● Required tasks
A - In the passage on online teaching, rewrite the part starting with "Online teaching presents" and going on through "board with learners.", changing "discussion board" to "online forum".
B - Continue the piece on a lecturer's experience of online instruction from where it stops.

● Passage to read
Online instruction | Embrace challenges, onwards future

June 17, 2020 | Epidemic Prevention & Online Class | Chenyan Zhou

Abbigail Ajim, a lecturer of Communication in WKU. After several months of online instruction, she has deepened the insight of online teaching and believes although there are certain challenges, there are intrinsic opportunities as well.

Online teaching presents three key challenges.

When asked about the challenges about remote teaching, she noted that student participation is a little bit low. She observed that there are two types of students along a spectrum. There are diligent students who are much more in control of their time and can decide whether to join class live or view it later. While there are the other students who are less diligent, or less motivated, and they have challenges organizing their time.

Abbigail added that teaching online is not demanding only for students, but for faculty as well. The current online format requires teachers to live in the BB ecosystem seven days a week in order to keep up with grading assignments and engaging in the discussion board with learners.

● Extracted material
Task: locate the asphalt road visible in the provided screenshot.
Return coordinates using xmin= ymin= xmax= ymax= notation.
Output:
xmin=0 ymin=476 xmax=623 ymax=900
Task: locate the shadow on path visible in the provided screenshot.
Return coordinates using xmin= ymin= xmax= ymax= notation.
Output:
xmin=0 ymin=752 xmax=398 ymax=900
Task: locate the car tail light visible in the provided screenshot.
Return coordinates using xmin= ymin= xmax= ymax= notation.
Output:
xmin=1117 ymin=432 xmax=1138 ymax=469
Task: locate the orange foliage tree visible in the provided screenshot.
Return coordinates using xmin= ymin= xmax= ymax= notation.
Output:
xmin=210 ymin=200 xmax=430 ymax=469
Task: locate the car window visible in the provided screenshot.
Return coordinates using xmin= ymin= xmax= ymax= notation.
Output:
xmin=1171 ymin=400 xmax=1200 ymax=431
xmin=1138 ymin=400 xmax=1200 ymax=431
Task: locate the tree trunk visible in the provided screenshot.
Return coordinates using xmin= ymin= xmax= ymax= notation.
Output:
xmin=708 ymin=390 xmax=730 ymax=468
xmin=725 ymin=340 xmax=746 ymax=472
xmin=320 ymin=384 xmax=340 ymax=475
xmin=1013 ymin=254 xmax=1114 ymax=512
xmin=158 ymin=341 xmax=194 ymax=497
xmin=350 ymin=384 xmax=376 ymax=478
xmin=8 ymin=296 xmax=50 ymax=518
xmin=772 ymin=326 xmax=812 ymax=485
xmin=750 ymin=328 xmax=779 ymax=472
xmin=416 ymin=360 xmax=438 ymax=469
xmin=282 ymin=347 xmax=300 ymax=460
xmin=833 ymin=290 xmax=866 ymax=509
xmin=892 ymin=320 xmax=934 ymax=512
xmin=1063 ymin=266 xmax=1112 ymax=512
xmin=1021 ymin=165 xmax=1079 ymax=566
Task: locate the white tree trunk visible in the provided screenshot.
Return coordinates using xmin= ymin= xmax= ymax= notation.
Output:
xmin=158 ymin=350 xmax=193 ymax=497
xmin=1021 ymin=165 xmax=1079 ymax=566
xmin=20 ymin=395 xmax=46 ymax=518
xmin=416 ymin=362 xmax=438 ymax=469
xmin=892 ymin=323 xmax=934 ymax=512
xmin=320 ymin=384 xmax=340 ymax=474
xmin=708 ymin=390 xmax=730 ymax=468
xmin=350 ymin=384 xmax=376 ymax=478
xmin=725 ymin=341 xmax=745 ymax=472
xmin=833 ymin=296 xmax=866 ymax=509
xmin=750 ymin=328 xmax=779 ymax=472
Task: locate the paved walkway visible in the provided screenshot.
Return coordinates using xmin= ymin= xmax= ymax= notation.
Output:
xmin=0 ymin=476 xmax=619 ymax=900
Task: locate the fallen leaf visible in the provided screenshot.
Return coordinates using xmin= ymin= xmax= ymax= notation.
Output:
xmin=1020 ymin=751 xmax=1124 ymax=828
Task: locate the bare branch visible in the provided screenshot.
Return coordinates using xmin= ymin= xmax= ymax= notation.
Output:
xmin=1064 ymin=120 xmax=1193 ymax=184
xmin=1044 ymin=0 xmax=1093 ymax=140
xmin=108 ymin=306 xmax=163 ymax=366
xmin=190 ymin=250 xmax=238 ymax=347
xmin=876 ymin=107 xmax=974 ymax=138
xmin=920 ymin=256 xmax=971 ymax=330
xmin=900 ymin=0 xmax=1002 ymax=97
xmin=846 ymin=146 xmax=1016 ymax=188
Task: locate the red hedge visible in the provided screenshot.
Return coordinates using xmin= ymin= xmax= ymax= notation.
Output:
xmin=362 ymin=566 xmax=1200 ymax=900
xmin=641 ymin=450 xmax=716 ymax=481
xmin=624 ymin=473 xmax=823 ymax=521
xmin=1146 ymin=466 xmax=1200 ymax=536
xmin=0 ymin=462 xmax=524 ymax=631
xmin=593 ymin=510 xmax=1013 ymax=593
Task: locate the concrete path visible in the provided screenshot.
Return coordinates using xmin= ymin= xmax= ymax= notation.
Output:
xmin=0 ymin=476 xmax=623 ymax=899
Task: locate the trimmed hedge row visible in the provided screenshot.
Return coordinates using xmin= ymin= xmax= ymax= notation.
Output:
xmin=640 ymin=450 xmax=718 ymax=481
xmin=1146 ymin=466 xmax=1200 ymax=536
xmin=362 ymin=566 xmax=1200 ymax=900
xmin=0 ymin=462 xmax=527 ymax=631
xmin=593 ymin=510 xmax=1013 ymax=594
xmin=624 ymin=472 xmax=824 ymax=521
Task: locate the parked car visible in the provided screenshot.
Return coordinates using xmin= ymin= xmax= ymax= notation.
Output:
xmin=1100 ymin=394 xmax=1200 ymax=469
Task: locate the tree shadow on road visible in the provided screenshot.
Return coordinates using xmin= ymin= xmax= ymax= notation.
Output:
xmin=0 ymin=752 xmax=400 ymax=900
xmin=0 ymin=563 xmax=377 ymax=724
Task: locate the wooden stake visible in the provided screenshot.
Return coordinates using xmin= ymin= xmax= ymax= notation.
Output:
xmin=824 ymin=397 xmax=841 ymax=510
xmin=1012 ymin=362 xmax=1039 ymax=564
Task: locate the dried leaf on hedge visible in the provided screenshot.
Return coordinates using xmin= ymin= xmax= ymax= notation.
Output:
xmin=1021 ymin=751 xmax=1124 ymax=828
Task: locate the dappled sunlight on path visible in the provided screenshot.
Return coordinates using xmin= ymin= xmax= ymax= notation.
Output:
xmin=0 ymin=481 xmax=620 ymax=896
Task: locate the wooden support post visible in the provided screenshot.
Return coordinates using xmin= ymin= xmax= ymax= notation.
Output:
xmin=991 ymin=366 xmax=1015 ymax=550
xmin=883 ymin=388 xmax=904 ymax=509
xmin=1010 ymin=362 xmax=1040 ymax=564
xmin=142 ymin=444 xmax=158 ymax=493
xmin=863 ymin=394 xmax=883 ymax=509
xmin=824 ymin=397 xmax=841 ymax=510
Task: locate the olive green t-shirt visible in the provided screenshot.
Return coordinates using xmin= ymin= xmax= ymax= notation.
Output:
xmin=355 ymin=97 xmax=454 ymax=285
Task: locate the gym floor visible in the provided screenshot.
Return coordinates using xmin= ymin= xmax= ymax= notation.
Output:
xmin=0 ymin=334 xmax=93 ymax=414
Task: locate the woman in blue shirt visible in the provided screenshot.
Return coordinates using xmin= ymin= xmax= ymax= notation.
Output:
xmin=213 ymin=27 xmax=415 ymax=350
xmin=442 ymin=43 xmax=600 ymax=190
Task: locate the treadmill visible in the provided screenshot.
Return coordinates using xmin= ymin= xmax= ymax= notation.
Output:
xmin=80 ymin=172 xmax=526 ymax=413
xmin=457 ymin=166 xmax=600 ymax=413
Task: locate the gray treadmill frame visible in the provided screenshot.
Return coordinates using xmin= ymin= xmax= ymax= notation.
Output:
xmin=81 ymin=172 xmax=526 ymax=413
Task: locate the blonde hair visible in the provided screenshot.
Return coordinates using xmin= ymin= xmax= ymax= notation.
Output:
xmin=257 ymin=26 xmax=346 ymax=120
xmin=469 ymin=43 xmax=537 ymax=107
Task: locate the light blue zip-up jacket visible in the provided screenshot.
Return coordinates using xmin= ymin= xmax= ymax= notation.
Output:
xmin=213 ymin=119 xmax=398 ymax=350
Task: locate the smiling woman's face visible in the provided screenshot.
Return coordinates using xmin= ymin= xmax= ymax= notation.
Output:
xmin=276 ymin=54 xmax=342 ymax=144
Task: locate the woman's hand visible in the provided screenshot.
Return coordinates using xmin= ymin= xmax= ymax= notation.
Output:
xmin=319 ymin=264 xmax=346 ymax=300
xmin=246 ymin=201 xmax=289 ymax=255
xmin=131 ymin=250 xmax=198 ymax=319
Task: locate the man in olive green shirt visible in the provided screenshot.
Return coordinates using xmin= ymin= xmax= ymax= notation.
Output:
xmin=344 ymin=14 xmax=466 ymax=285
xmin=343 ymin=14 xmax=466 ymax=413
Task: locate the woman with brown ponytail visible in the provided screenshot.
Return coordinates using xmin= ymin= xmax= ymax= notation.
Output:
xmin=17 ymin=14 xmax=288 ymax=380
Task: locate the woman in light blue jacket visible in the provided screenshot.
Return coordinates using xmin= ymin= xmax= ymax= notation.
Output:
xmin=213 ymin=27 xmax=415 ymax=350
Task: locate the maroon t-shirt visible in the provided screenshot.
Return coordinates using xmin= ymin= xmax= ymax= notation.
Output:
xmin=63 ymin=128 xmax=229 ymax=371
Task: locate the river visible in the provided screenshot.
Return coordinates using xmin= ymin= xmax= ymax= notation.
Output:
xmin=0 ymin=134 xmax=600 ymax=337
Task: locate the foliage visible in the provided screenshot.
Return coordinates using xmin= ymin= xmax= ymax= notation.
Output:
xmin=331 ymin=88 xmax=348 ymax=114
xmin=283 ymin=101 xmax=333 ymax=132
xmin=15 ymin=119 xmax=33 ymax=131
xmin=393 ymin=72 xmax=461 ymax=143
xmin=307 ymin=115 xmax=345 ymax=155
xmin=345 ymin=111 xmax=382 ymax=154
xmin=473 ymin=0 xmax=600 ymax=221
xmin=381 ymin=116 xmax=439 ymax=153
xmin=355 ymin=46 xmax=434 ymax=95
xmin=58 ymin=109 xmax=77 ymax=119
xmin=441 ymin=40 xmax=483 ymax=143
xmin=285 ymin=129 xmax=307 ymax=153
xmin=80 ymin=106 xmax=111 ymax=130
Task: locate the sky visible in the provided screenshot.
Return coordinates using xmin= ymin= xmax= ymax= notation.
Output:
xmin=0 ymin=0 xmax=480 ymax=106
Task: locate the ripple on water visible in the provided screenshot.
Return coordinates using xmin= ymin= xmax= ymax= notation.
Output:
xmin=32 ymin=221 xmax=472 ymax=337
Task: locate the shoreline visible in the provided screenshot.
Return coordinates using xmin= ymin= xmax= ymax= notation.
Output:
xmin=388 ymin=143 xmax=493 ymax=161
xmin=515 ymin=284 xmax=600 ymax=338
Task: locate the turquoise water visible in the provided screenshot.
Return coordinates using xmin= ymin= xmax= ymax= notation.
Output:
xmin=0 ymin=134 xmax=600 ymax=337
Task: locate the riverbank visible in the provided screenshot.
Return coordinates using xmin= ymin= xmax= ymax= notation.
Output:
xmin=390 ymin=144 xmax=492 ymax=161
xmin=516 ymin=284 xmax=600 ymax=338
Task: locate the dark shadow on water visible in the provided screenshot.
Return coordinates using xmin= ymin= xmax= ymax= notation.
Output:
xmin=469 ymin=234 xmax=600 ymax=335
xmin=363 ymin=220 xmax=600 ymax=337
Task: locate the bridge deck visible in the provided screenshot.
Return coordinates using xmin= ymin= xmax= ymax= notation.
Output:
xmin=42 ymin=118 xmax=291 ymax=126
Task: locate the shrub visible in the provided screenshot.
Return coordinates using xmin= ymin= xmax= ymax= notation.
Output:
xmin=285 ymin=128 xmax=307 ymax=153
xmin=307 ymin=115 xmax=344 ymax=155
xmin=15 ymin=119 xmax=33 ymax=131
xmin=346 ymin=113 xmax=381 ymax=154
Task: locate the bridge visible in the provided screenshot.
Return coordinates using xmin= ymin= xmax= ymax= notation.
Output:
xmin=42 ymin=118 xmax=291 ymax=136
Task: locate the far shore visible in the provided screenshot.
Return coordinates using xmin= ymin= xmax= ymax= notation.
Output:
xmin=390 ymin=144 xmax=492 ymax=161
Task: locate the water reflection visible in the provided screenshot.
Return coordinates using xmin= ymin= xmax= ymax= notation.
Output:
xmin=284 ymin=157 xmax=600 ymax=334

● Answers for the exercise
A -
Online teaching presents three key challenges.

When asked about the challenges about remote teaching, she noted that student participation is a little bit low. She observed that there are two types of students along a spectrum. There are diligent students who are much more in control of their time and can decide whether to join class live or view it later. While there are the other students who are less diligent, or less motivated, and they have challenges organizing their time.

Abbigail added that teaching online is not demanding only for students, but for faculty as well. The current online format requires teachers to live in the BB ecosystem seven days a week in order to keep up with grading assignments and engaging in the online forum with learners.

B -
Finally, she said the most challenging aspect of teaching online is the lack of face to face interaction which is necessary to build relationship between teachers and students.

But, teaching online presents opportunities to develop skills in communication

Firstly, she believes that this mode of teaching develops instructors’skills at using Blackboard and Power Point. Moreover, it challenges instructors to communicate their messages in a more concise and clear manner for their recorded lectures or in written form.

She even joked that WeChat is not just used as a popular messaging APP but it may also be an invaluable pedagogical tool. WeChat supplements Blackboard well, which facilitates students communication and file sharing. She noted, “Those who have never used WeChat will not understand its cultural significance in China or for Chinese Students.”

We know that online instruction has regained unprecedented popularity recently, however, Abbigail commented it is not a new phenomenon. She explained the concept of asynchronous learning can be traced to the early 18th century, though many of us only consider the period commencing 2008 when online modes of learning were established in higher education with Massive Open Online Courses (Moocs). Some of the world’s elite universities offered Moocs such as MIT, Harvard in the US and Oxford University in the UK.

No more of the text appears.